What the task asks:
Update everything from the start of the records down to the line containing "box: [5, 147, 306, 180]", replacing "rough mask" with "coarse mask" and keeping the rest unchanged.

Segmentation mask data:
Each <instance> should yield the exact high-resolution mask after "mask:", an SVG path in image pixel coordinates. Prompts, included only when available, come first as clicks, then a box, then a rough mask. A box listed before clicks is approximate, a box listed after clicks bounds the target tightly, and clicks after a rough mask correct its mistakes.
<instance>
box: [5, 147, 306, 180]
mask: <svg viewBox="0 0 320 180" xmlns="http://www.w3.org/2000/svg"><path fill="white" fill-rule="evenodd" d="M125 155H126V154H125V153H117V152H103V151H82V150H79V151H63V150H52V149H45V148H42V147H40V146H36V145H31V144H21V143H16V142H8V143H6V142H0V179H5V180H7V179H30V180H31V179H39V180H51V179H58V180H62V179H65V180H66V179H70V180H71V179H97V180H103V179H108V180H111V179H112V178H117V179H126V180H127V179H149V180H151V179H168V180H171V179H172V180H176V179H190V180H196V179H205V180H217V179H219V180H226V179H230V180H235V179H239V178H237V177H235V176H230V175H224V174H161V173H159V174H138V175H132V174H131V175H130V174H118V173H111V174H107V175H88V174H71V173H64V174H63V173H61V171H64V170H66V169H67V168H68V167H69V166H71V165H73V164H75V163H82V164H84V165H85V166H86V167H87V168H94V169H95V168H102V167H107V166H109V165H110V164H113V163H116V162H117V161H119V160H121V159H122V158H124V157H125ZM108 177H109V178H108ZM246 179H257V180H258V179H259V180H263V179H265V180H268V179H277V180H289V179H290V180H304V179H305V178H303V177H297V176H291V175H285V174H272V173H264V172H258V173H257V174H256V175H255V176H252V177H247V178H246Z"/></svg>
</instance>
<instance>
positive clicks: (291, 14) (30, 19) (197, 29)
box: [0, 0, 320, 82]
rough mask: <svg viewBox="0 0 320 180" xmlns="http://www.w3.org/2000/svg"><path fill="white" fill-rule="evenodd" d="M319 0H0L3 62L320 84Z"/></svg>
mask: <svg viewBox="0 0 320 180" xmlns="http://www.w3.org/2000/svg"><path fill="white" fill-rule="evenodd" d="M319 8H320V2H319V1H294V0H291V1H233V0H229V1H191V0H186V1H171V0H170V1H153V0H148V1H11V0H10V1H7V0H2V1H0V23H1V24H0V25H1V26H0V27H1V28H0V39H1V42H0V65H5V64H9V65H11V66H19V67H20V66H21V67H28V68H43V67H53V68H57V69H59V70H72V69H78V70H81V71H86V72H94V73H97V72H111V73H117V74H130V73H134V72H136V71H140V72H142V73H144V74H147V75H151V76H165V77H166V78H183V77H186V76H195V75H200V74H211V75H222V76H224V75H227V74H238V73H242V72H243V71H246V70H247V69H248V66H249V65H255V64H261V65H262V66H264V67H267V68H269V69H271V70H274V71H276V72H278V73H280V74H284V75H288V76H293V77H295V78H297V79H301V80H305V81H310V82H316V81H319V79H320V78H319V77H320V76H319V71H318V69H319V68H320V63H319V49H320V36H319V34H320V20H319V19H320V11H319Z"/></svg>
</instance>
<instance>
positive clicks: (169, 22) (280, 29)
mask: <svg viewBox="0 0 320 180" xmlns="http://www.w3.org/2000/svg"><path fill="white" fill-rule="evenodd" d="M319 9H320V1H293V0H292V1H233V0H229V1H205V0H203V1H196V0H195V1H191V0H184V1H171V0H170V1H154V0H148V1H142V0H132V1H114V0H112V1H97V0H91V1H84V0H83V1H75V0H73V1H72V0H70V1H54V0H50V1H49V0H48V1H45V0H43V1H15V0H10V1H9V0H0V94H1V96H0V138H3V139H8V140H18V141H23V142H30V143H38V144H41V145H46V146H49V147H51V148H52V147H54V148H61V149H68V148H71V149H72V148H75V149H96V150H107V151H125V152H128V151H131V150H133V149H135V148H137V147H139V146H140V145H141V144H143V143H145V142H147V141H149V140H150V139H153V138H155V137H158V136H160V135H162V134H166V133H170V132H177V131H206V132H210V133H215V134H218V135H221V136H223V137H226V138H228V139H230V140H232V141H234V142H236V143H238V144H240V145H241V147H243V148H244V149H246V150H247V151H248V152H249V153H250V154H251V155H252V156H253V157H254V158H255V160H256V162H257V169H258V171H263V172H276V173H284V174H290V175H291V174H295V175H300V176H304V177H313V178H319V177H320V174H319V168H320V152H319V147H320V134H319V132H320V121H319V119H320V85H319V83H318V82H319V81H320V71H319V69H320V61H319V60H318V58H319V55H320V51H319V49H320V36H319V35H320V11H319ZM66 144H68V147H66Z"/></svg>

Written answer:
Each <instance> should yield the exact high-resolution mask after "mask:", an SVG path in image pixel coordinates. Prompts, included only when available, come first as clicks, then a box, then a coarse mask. A box listed before clicks is approximate, a box listed after clicks bounds the target tightly, and clicks after a coarse mask correct its mistakes.
<instance>
box: [5, 147, 306, 180]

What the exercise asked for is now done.